Work instructions =>
Please count the lines in the rows that contain the string "snowy", matching case exactly, and give only that number.

══ Record list

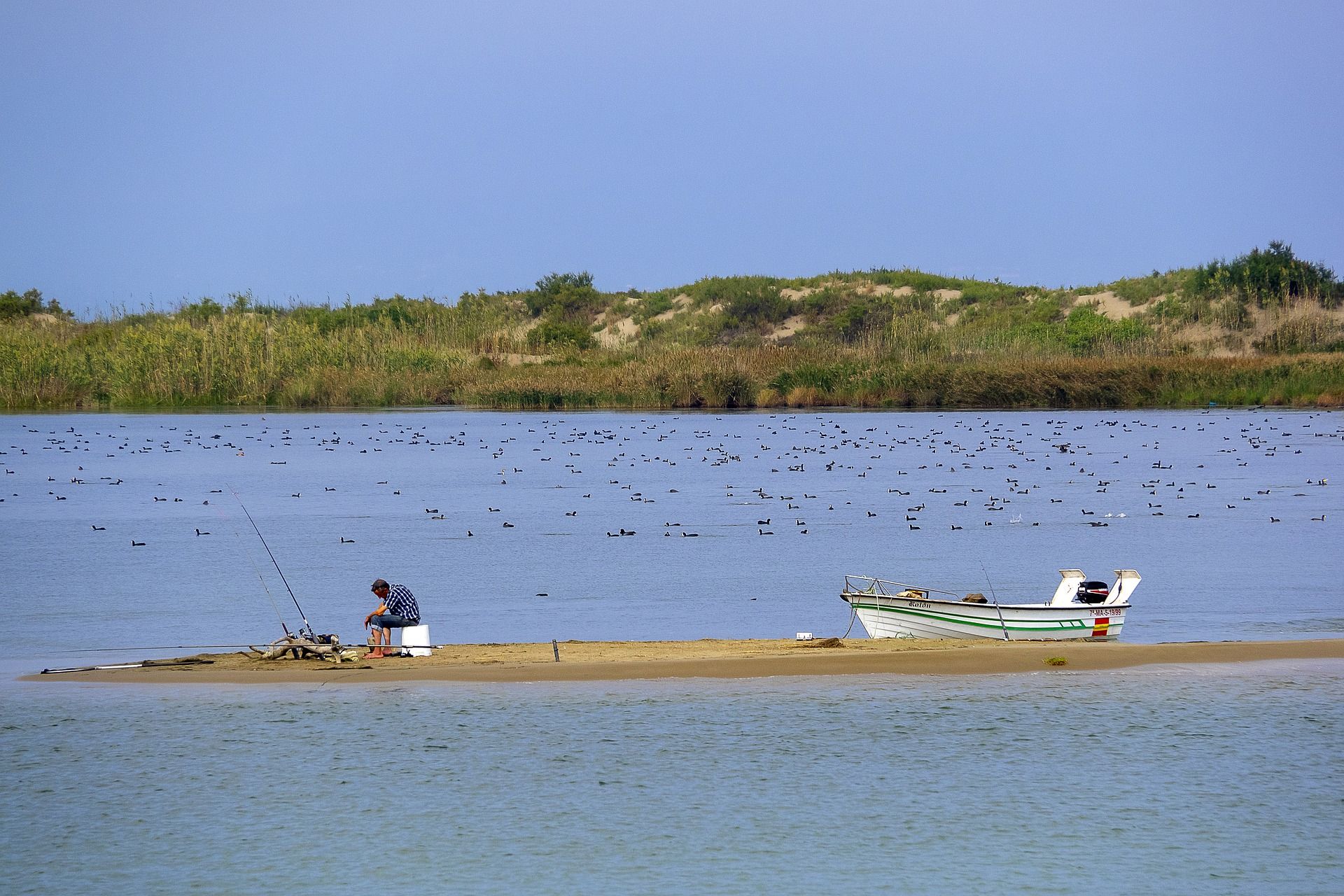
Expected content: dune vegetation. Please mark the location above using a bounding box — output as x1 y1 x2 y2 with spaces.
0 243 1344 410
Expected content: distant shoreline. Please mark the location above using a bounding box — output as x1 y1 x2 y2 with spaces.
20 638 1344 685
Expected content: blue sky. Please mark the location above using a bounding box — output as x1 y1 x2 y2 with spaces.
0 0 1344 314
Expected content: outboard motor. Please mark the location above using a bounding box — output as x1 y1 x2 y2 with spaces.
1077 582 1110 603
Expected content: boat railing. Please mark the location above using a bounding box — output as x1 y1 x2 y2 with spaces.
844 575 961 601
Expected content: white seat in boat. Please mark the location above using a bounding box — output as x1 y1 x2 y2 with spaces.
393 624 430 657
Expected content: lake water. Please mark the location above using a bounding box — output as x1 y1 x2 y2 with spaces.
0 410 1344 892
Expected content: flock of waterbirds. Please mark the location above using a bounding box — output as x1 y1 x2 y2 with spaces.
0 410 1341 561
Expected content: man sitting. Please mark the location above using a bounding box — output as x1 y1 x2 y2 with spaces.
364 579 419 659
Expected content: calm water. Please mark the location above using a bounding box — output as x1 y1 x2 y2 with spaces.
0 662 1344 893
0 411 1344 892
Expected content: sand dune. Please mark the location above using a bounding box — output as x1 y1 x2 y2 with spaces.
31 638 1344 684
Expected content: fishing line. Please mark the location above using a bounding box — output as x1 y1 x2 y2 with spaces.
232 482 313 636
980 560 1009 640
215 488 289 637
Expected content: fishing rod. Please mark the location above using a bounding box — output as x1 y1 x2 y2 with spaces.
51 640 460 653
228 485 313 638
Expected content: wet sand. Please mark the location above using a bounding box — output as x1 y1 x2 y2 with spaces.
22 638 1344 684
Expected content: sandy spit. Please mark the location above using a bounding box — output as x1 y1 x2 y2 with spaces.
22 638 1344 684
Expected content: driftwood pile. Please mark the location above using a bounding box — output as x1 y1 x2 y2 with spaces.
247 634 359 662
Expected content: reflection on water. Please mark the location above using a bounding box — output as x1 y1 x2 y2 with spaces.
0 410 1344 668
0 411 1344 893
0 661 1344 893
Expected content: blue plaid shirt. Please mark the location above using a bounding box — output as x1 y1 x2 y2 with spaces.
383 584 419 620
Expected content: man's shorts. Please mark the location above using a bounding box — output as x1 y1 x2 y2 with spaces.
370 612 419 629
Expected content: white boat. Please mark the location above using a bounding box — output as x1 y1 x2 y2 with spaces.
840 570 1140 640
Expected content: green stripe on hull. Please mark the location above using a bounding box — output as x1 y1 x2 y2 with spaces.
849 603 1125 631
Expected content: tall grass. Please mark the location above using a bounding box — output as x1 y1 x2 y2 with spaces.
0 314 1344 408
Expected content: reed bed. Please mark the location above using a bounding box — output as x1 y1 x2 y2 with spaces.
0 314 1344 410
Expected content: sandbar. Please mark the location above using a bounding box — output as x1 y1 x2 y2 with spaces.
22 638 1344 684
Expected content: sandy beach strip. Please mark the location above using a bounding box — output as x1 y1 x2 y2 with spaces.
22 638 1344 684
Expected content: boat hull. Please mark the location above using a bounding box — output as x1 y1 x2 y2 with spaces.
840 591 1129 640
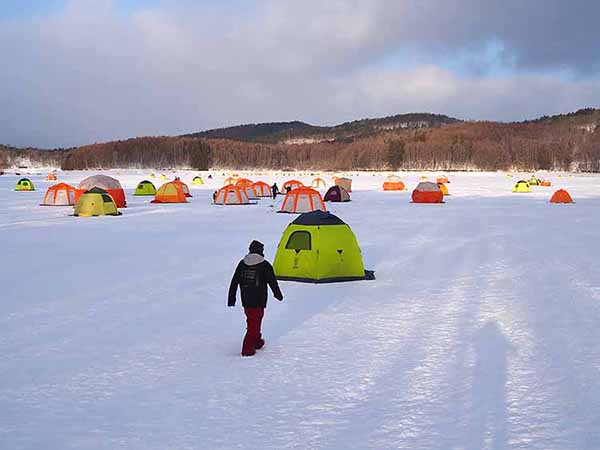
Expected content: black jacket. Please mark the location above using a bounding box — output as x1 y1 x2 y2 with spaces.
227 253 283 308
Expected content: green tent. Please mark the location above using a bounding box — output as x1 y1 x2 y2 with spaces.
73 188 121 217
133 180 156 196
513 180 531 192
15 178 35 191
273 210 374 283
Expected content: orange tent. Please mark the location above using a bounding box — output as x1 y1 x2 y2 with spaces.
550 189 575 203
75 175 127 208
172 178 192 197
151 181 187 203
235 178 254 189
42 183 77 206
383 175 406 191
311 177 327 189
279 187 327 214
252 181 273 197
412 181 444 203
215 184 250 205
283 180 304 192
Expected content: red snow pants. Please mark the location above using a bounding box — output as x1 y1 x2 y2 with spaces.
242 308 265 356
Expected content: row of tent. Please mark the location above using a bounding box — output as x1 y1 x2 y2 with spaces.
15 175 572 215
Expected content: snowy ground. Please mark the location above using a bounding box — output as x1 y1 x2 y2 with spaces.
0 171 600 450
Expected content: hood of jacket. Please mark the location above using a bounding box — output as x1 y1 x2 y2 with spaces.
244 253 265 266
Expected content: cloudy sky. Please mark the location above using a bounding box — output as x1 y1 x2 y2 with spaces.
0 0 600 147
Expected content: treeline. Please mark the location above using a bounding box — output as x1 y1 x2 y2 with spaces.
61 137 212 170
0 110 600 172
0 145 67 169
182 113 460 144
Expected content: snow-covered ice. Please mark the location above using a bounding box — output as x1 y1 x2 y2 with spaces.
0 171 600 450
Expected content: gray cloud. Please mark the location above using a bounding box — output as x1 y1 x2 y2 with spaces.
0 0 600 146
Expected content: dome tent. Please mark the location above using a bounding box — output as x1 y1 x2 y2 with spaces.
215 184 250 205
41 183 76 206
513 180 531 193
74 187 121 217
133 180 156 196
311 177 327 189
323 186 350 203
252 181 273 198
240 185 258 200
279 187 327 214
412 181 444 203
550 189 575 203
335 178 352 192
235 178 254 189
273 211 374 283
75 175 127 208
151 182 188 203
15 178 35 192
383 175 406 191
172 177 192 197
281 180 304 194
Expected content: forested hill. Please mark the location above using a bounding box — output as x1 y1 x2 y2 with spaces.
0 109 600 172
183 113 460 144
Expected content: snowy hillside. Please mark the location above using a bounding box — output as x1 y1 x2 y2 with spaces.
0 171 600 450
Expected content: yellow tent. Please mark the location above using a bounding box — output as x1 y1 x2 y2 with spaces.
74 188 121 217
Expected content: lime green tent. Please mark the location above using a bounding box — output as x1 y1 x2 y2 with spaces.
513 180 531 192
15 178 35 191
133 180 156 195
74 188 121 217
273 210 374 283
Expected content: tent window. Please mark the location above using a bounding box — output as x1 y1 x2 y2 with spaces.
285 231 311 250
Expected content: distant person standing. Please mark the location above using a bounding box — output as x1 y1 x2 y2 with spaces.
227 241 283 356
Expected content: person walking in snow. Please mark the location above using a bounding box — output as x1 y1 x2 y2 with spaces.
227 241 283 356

════

In response =>
2